Exercise goal: Select and copy every line in the rows below that contains the string “wavy”, matching its case exactly.
--- Raw data ---
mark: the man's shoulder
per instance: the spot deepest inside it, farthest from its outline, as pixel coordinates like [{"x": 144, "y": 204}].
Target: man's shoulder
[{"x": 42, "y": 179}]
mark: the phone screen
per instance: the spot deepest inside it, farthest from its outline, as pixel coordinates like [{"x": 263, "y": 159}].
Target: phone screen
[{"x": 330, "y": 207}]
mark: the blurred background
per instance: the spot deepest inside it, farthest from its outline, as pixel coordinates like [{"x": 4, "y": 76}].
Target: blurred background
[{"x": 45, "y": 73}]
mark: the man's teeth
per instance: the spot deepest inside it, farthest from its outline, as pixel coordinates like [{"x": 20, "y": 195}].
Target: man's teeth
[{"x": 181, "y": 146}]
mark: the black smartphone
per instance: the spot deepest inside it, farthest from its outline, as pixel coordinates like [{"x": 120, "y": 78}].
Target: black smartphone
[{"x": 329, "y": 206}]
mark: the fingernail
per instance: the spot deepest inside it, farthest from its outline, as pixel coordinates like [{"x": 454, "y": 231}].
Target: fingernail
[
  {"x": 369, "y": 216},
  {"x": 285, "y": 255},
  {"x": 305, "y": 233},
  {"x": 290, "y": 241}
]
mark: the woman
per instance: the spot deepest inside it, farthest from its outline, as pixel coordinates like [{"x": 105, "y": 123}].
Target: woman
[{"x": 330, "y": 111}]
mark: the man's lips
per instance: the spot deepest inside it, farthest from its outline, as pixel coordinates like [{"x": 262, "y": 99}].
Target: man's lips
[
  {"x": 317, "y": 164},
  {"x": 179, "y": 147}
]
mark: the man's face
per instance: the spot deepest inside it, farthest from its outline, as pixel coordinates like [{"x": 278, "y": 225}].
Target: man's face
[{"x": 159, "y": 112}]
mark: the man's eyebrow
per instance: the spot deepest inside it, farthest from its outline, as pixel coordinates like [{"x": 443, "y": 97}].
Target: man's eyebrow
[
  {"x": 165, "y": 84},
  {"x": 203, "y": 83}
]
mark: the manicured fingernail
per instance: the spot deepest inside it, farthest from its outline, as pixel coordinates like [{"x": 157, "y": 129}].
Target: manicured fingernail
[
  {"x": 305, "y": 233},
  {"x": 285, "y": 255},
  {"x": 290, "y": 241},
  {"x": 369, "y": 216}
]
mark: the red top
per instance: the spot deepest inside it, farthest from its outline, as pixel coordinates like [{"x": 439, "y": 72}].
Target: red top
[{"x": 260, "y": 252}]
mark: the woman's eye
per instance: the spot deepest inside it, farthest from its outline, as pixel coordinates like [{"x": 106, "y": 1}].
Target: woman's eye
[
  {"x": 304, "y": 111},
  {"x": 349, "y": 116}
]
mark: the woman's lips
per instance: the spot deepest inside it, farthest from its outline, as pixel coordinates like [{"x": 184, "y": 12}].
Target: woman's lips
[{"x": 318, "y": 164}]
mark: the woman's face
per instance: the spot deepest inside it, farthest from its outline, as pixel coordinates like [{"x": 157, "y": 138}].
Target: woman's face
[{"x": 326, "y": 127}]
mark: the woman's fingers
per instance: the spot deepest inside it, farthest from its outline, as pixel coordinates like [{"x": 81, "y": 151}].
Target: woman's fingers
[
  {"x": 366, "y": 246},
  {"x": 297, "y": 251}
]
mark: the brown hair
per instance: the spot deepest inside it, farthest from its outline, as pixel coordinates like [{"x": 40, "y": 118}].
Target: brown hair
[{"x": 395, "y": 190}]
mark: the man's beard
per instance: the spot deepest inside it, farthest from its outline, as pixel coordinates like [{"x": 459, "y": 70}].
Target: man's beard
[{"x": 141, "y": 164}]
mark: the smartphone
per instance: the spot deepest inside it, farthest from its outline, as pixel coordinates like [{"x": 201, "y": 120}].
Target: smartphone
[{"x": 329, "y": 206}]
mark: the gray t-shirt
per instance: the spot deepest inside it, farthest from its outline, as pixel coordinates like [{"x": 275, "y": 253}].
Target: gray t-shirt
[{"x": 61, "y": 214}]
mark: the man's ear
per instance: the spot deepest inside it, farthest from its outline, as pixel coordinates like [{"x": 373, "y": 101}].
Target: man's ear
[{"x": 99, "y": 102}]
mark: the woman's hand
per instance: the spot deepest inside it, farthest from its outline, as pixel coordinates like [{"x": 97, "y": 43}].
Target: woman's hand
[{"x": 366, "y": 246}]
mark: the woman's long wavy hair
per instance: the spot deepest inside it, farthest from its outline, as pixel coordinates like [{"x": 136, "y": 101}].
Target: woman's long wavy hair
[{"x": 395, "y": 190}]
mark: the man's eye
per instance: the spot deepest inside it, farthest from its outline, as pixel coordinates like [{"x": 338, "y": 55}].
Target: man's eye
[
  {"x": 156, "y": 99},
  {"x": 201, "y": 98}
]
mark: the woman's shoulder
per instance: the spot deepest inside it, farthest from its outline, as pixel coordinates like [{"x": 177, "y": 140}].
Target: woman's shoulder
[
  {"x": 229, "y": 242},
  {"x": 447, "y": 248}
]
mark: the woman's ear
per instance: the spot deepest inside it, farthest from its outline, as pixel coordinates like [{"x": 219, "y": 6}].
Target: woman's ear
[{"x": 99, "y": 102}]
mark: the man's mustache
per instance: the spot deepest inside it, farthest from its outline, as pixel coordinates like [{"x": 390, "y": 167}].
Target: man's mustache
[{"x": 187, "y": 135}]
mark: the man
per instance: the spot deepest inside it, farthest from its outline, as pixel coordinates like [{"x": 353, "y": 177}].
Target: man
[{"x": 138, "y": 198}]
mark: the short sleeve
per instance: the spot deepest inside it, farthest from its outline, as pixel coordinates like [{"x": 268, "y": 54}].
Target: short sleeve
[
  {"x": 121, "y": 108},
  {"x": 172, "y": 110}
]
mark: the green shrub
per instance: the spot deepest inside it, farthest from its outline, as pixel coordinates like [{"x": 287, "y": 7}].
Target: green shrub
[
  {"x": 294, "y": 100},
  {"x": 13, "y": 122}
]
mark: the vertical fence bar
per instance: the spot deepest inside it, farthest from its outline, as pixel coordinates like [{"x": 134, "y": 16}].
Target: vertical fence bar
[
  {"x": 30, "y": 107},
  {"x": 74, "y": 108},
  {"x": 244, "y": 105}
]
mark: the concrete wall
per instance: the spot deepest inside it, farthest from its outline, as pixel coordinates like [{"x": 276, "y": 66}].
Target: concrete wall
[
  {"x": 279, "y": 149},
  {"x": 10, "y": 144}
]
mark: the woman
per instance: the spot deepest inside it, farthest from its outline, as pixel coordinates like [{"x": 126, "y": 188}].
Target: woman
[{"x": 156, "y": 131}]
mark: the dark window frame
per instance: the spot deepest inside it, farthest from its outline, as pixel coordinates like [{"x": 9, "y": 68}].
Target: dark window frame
---
--- Raw data ---
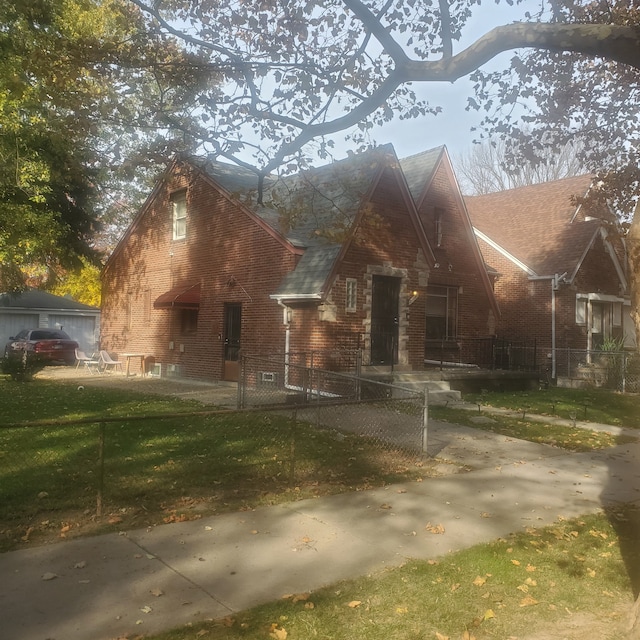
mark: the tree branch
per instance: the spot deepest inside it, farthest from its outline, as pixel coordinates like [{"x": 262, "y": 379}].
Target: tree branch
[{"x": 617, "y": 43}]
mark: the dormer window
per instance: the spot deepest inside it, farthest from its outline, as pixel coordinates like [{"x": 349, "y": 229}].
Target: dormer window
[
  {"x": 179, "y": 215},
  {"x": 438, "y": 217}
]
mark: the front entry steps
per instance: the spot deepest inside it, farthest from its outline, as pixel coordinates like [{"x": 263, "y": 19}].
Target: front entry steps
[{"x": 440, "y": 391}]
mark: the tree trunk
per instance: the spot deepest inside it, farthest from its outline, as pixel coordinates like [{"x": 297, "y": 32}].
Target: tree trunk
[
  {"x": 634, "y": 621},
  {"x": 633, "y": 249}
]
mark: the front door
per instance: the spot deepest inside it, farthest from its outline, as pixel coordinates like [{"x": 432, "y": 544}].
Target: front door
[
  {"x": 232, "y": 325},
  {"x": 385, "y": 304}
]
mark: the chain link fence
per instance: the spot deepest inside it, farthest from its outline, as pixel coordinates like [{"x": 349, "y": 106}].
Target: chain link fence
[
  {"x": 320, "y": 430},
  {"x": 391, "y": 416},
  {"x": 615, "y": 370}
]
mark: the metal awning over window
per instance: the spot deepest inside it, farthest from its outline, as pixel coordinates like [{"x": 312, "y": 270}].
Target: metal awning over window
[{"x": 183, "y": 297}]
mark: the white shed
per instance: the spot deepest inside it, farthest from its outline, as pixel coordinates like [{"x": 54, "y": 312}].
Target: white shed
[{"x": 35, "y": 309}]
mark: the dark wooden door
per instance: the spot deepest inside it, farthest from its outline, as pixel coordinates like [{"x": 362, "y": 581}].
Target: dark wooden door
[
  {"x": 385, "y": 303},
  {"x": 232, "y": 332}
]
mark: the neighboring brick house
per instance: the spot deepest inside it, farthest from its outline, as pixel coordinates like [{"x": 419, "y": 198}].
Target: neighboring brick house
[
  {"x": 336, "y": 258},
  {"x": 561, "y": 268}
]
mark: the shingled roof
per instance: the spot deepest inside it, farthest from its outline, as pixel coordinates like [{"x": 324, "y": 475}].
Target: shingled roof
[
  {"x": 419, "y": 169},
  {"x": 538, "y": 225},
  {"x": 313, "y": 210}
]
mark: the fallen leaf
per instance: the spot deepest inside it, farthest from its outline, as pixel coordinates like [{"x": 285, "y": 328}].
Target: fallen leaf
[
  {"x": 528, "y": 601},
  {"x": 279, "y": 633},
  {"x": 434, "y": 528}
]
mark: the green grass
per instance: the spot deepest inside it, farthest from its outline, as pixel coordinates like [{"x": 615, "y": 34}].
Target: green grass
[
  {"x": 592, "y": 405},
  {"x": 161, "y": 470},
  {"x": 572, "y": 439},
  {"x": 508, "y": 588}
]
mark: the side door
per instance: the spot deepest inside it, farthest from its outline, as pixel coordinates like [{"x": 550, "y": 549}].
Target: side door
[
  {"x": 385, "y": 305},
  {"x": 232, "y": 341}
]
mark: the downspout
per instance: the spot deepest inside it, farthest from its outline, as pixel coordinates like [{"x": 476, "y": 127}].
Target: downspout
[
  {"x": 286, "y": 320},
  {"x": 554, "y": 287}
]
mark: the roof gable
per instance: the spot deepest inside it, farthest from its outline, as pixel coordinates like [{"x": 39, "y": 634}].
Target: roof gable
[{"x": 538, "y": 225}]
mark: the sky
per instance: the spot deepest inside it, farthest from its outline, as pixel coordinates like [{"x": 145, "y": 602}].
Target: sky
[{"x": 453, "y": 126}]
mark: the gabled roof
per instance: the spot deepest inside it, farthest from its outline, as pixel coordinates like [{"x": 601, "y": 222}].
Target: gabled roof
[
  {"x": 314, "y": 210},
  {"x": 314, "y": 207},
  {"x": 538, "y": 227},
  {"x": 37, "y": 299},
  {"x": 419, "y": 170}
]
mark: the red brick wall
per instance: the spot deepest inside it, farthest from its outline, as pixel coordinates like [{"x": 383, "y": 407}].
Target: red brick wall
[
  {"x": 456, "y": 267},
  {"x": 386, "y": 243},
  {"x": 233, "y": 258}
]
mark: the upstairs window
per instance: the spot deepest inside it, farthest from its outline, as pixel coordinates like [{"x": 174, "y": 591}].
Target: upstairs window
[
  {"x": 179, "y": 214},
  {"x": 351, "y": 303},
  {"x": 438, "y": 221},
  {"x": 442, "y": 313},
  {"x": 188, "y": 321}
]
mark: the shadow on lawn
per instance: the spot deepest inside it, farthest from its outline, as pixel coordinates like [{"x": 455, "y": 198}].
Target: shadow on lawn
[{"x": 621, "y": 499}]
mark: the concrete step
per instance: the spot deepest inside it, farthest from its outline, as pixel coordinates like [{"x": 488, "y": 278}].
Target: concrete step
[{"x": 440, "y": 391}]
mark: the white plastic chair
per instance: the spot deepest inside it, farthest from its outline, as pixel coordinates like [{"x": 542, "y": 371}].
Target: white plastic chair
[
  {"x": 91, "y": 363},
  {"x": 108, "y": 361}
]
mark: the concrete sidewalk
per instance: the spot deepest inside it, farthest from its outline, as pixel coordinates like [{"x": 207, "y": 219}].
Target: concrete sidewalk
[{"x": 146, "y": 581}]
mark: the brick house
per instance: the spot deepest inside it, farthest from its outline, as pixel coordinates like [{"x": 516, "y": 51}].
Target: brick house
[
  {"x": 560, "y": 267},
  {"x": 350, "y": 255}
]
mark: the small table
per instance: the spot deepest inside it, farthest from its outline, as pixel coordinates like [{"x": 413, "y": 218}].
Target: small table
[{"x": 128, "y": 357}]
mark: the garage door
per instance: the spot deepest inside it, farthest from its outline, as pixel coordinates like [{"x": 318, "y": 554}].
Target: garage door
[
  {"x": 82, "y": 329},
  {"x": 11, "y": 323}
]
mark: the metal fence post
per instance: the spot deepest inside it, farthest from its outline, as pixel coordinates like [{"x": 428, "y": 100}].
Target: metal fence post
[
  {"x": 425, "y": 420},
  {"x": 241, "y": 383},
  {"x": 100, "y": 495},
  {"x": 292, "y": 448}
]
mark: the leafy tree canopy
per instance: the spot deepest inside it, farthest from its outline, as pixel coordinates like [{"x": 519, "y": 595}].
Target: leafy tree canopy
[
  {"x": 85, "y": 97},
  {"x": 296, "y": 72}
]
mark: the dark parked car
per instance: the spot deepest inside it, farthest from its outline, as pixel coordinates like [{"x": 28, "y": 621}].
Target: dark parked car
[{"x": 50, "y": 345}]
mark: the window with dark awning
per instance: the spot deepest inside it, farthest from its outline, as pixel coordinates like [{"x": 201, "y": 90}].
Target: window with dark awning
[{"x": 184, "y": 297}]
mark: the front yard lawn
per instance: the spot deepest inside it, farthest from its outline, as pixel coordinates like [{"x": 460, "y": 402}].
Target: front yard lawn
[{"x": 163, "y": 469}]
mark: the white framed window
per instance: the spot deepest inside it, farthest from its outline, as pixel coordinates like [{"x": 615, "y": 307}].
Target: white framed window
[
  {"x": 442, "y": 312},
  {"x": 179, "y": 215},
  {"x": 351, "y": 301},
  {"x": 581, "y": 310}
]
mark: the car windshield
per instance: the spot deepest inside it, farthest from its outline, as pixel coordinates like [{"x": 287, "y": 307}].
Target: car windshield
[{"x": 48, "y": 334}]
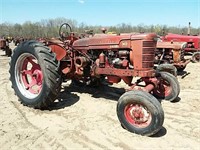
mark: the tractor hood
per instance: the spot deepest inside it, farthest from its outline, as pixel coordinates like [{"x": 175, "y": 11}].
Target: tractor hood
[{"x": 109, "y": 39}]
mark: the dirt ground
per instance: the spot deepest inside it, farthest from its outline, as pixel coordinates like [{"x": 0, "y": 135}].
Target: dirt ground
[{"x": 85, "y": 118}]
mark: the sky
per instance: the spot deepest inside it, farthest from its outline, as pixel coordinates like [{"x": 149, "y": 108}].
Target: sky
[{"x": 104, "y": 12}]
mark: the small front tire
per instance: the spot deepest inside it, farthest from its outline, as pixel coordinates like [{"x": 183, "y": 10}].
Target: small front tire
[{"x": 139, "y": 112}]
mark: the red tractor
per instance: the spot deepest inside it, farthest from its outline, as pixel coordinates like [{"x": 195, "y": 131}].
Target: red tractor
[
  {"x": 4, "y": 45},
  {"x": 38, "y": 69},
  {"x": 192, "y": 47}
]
---
--- Raw data ---
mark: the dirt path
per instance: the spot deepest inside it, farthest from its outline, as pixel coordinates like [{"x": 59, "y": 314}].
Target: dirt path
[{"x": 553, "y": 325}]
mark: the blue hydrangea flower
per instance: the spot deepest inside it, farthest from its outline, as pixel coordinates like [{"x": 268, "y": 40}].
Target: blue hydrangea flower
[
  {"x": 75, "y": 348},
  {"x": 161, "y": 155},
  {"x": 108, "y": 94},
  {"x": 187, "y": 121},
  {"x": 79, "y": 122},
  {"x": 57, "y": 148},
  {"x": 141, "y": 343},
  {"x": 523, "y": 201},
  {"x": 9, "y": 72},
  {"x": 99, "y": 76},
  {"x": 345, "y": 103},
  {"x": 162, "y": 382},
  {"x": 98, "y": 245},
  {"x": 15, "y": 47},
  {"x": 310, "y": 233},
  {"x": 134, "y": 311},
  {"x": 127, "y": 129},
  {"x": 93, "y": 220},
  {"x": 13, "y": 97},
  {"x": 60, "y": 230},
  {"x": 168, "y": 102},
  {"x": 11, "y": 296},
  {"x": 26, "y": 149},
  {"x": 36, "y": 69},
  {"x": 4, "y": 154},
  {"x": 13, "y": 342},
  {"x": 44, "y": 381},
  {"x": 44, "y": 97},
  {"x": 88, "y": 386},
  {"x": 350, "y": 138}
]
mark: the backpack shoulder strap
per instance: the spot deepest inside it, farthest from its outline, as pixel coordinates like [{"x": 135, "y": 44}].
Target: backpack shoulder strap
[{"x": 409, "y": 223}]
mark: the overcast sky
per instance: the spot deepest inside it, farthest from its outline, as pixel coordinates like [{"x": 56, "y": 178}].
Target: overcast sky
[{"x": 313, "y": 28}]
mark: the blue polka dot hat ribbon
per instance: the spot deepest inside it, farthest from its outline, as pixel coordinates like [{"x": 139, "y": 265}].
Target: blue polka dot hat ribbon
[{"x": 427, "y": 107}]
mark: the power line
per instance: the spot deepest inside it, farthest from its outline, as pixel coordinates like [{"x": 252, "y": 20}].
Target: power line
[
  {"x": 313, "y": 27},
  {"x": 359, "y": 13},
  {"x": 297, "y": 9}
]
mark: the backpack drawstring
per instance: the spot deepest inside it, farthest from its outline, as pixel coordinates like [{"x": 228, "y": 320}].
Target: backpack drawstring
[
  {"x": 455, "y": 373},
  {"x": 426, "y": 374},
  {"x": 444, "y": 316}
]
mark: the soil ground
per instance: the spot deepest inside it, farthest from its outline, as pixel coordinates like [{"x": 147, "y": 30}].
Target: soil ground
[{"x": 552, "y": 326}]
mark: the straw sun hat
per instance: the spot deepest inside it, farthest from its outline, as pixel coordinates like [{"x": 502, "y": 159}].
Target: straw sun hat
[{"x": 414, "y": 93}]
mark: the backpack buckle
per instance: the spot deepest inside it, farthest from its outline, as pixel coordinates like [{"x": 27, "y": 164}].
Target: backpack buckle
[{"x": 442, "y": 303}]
---
Response to the task:
mark: the woman's long wavy hair
Target: woman's long wavy hair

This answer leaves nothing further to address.